Excerpt to read:
BEGIN

Ok, so I have been living with former hunter-gatherer indigenous groups, first of all.
1. From what I have seen polygamy is more common with sisters (I suspect this is where the idea of “sister wives” comes from). Usually, the man marries two or more sisters, or women who are “classificatory sisters” ie they have been raised as sisters (a bit more complex than that, but that’s basically it). This serves to keep the family together, especially if the parents are dead. Also, because many groups practise patrilocality (so the couple move to the husband’s location after marriage) then new wives can be isolated and upset. The rate of divorce increases as the new bride is taken further from home, but decreases if she can take a sister wife, in the form of an ally from her childhood, with her.
The other time I have seen it is if a close female relative is widowed or orphaned, and she is taken in by a close female family member as a “sister wife”.
The key thing to bear in mind is that these communities often take a shared interest in childcare, which is largely communal. They also swap children for several social purposes, so the child a woman calls her “son” or “daughter” may not be biologically hers. Tracing descent is therefore less important, especially for former HGs, who have very few possessions to pass down to the next generation etc.
Jealousy is not as important as social cohesion here… you practise polygamy to maintain social peace.
You can also see this in Judaism, where a man was expected to marry his dead brother’s wife in order to keep the family together, and in Islam, where temporary marriage is designed to protect a widow or orphan by marrying them to a family member until they can receive their inheritance.
2. HG groups are very, very democratic in general. Everyone must agree to a decision. If they reach an impasse, the group would traditionally separate along factional lines. If not, they keep negotiating. This is more of an issue now that most HGs are settled in permanent villages and cannot escape from each other physically. Divorce is generally permitted in HG groups, but not encouraged.
3. HG groups are usually very small, and polygamy and polyandry are specifically designed to keep families together. A good relationship between the whole band is a prerequisite, and everyone has to get along for it to work. Fun fact: amongst the group I worked with recently, only leaders were allowed to have more than one partner, because it was thought that only group leaders had the interpersonal skills to maintain a harmonious household with more than one spouse. This involved managing ALL of the relationships involved, inclusing those between spouses.

END

Stored records
BEGIN

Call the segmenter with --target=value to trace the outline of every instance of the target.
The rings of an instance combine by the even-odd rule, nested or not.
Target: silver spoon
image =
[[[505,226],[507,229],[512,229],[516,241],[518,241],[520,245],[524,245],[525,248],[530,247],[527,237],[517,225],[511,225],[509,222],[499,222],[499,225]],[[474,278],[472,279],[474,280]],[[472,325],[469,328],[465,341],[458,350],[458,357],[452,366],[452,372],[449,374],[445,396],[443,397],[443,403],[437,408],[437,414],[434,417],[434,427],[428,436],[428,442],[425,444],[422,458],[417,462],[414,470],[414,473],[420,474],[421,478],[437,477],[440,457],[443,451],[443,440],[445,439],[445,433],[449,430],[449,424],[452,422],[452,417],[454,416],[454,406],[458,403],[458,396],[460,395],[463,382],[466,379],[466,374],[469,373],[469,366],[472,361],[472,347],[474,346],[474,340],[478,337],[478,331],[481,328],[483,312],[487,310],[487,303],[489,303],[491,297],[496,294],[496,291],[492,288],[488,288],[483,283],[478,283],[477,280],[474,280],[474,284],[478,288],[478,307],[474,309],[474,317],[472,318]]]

END

Study questions:
a) In the account of hunter-gatherer polygamy, who alone was allowed more than one partner in the group the writer worked with recently?
b) Reproduce part of the account of hunter-gatherer polygamy word for word, beginning at the words "3. HG groups" and stopping after "those between spouses.".
Use nothing but the account of hunter-gatherer polygamy when answering.

Task-by-task results:
a) Only group leaders were allowed to have more than one partner.

b)
3. HG groups are usually very small, and polygamy and polyandry are specifically designed to keep families together. A good relationship between the whole band is a prerequisite, and everyone has to get along for it to work. Fun fact: amongst the group I worked with recently, only leaders were allowed to have more than one partner, because it was thought that only group leaders had the interpersonal skills to maintain a harmonious household with more than one spouse. This involved managing ALL of the relationships involved, inclusing those between spouses.